#### Exercise:
Update the records by changing every "even-odd rule" to "nonzero rule" and leaving everything else as it is.
━━━ Records to process ━━━
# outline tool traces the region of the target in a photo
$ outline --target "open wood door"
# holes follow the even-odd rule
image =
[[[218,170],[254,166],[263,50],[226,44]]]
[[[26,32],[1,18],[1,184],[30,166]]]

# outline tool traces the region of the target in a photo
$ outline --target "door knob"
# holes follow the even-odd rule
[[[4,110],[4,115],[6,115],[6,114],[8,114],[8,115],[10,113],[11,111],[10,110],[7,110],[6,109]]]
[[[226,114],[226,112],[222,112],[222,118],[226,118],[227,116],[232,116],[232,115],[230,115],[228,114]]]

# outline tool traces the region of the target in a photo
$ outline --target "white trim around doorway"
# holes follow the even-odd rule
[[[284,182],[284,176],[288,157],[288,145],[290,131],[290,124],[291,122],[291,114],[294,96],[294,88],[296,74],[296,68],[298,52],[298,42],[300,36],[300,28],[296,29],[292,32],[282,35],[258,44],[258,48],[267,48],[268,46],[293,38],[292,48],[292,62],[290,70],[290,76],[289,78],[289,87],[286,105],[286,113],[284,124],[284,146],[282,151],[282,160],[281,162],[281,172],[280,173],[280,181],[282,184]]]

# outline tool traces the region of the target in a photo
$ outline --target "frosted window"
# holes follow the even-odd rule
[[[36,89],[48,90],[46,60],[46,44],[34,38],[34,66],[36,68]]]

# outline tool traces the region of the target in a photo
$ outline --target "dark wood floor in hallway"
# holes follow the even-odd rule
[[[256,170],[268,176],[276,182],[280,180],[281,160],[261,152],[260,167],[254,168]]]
━━━
#### Full answer:
# outline tool traces the region of the target in a photo
$ outline --target "open wood door"
# holes follow the nonzero rule
image =
[[[218,170],[254,166],[263,50],[226,44]]]
[[[26,32],[1,18],[1,184],[30,166]]]

# outline tool traces the region of the target in a photo
$ outline --target "door knob"
# holes follow the nonzero rule
[[[4,110],[4,115],[6,115],[6,114],[8,114],[8,115],[10,113],[11,111],[10,110],[7,110],[6,109]]]
[[[226,114],[226,112],[222,112],[222,118],[226,118],[227,116],[232,116],[232,115],[230,115],[228,114]]]

# outline tool traces the region of the target in a photo
$ outline --target "white trim around doorway"
# holes follow the nonzero rule
[[[284,182],[284,176],[288,157],[288,145],[290,131],[290,124],[291,122],[291,114],[294,96],[294,88],[296,74],[296,68],[298,52],[298,42],[300,36],[300,28],[296,29],[292,32],[282,35],[258,44],[258,48],[267,48],[268,46],[293,38],[292,48],[292,62],[290,70],[290,76],[289,78],[289,87],[286,105],[286,113],[284,124],[284,146],[282,151],[282,160],[281,162],[281,172],[280,173],[280,181],[282,184]]]

# outline tool traces the region of the target in a photo
$ outline --target "frosted window"
# holes follow the nonzero rule
[[[36,89],[48,90],[46,60],[46,44],[34,38],[34,66],[36,68]]]

# outline tool traces the region of the target in a photo
$ outline --target "dark wood floor in hallway"
# holes follow the nonzero rule
[[[256,170],[268,176],[276,182],[280,180],[281,160],[261,152],[260,167],[254,168]]]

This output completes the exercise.